SOURCE EXTRACT:
COPD dataset – centrilobular emphysema prediction

To validate the technome predictive mode ability to enhance centrilobular emphysema prediction in the presence of only non-reducible technical variation, 676 partly contrast-enhanced CT scans of 676 patients (age: 84.1 ± 14.8 y) each reconstructed with a soft (B36) and hard (B71) kernel, i.e. 1352 clinical CT images were acquired with a Siemens Somatom Force in Lille, France29. The cohort consists of patients with different symptoms of chronic obstructive lung disease (COPD). The study was approved by the local ethics commitee with waiver of the informed consent because CT examinations were part of routine clinical practice. Scan and reconstruction parameters are kept constant and only images reconstructed with kernel B71 are analysed, therefore no reducible technical variation exists. Additionally, tube current modulation techniques8 CareDose and CareKV were used to guarantee consistent image quality and further minimise non-reducible technical variation.

The CRs air, trachea, adipose tissue, liver, heart, spleen and aorta segmented by an automated algorithm by Seifert et al.30. The lung parenchyma is segmented by an adaption of the deep learning segmentation of Yang et al.31 (Fig. 5). As features R we analyse the LAA signature. The LAA signature consists of two clinical standard features LAA910 and LAA95021. These features are commonly quantified to assess emphysema in clinical practice. Surrogates S are the 844 PyRadiomics27 features extracted in the CRs.

Figure 5
figure 5

Prototype used for parenchyma analysis. An example of a COPD patient is shown.

For the inSilico surrogate qualification \({q}_{jl}^{{\rm{inSilico}}}\), in silico variation was generated by superimposition of Gaussian, Rayleigh, Poisson and Gamma noise with 5 steps of monotonically increased noise each. For the inVitro surrogate qualification \({q}_{l}^{{\rm{inVitro}}}\), 16 CT images with varying scan and reconstruction parameters of the parenchyma in an anthropomorphic lung phantom32 (Fig. 4, left) were used.

The training loss is defined by the discriminative AUC of fGLM for the current selection of qualified surrogates on the training data LTrain = −AUC. The calibration loss is defined as \({L}_{{\rm{calib}}}=-\,\alpha /({\sum }_{\theta \in \Theta }\,\theta )\) with all qualification criteria and α = 0.2. The predictive performance is assessed as the AUC on the test data.

We compare the predictive performance of the technome for the hard kernel with the predictive performance of the LAA signature on the soft kernel. While a hard kernel is clinically considered inadequate for emphysema assessment due to larger inter-patient noise variation, we expect a predictive performance similar to the results for a soft kernel after calibration.

mCRC dataset – one-year-survival prediction

To validate the technome predictive mode ability to enhance one-year-survival prediction in the presence of non-reducible and also reducible technical variation, 118 contrast-enhanced CT scans of 75 patients (age: 61.9 ± 11.4 y) with 686 analysed liver tumours acquired with a variety of scanners from different vendours (GE, Philips, Siemens, Toshiba) in Munich, Germany, are analysed33. The cohort consists of metastatic colorectal cancer (mCRC) patients with liver metastases. The study was approved by the local ethics commitee with waiver of the informed consent because CT examinations were part of routine clinical practice. Scan and reconstruction parameters show large variation i.e. reducible and non-reducible technical variation is present. Tumours were segmented by a semi-automated segmentation algorithm28. The Aerts signature20 consisting of 4 features R is extracted from the tumour ROIs. Feature extraction and CR segmentation was conducted within a specialised radiomics framework34 (Fig. 6). Used surrogates S are the PyRadiomics features27 in the CRs air, trachea, adipose tissue, liver, heart, spleen and aorta again segmented by the algorithm of Seifert et al.30.

DATA:
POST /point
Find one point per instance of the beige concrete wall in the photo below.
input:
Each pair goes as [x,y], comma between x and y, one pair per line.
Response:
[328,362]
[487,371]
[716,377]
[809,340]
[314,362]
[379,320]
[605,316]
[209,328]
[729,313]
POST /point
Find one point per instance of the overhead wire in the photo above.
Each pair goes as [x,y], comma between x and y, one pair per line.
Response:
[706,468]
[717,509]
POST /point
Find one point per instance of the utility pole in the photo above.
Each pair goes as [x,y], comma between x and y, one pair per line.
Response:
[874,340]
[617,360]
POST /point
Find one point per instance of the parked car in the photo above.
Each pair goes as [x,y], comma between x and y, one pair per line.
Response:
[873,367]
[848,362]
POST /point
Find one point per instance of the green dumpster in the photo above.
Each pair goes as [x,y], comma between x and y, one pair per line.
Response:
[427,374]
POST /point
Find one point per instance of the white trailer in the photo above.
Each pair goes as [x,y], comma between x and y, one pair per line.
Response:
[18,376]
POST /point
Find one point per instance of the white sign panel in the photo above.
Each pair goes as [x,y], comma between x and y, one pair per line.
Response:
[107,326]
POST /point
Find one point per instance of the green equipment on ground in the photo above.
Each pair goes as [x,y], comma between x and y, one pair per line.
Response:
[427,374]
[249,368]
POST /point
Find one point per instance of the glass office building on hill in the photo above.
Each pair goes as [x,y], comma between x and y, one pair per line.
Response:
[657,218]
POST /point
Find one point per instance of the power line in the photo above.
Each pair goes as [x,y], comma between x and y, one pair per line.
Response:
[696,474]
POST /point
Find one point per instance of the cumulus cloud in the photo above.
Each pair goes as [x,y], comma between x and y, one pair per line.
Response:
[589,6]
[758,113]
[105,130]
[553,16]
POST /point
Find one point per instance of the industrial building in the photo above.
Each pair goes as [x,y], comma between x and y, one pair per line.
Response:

WHAT NEEDS TO BE DONE:
Rewrite everything in the COPD dataset description from "The training loss" down to "kernel after calibration.", replacing "hard kernel" with "sharp kernel".

RESPONSE TO THIS TASK:
The training loss is defined by the discriminative AUC of fGLM for the current selection of qualified surrogates on the training data LTrain = −AUC. The calibration loss is defined as \({L}_{{\rm{calib}}}=-\,\alpha /({\sum }_{\theta \in \Theta }\,\theta )\) with all qualification criteria and α = 0.2. The predictive performance is assessed as the AUC on the test data.

We compare the predictive performance of the technome for the sharp kernel with the predictive performance of the LAA signature on the soft kernel. While a sharp kernel is clinically considered inadequate for emphysema assessment due to larger inter-patient noise variation, we expect a predictive performance similar to the results for a soft kernel after calibration.